WHAT YOU HAVE TO DO: Reproduce every row below word for word, keeping each one on its own line.

----- SUPPLIED RECORDS

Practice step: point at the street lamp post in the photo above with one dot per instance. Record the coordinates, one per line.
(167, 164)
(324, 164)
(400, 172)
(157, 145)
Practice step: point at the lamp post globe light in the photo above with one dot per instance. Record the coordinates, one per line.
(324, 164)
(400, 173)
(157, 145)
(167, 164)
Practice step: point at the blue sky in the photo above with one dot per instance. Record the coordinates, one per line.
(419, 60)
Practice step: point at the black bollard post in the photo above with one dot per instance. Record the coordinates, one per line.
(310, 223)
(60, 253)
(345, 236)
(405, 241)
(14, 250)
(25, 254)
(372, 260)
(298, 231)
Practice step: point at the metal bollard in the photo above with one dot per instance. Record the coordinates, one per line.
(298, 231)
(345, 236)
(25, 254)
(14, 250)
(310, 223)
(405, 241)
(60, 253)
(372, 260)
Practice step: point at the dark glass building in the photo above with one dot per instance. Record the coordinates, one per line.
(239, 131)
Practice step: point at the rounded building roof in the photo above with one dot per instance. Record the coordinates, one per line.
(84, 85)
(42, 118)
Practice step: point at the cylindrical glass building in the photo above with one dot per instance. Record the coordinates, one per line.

----------

TASK OUTPUT:
Practice step: point at the street lamp post in the photo above with one dot per instance. Record the coordinates, one per line.
(167, 164)
(324, 164)
(400, 172)
(157, 145)
Practice step: point at the lamp post globe light in the photo above with one dot per instance. Record the coordinates, one per line.
(324, 164)
(400, 173)
(157, 145)
(167, 164)
Practice step: point at the blue sky in the photo above with one dot per instance. Record the coordinates, one per line.
(419, 60)
Practice step: point at the black bollard post in the photo above with one dot per instance. Record the coordinates, one per line.
(310, 223)
(60, 253)
(345, 236)
(405, 241)
(14, 250)
(25, 254)
(372, 260)
(298, 231)
Practice step: point at the metal bollard in the photo above with one dot per instance. Record the coordinates, one per line.
(298, 231)
(345, 236)
(25, 254)
(14, 250)
(310, 223)
(405, 241)
(60, 253)
(372, 260)
Practice step: point at the dark glass building in the photo above with one dot per instance. Record the coordinates, one per line.
(239, 131)
Practice step: point at the rounded building roof in the photo above with one dot per instance. Record the coordinates, one per line.
(84, 85)
(42, 118)
Practice step: point at the cylindrical glass building in the photo above with one dot per instance. Record the coordinates, one per line.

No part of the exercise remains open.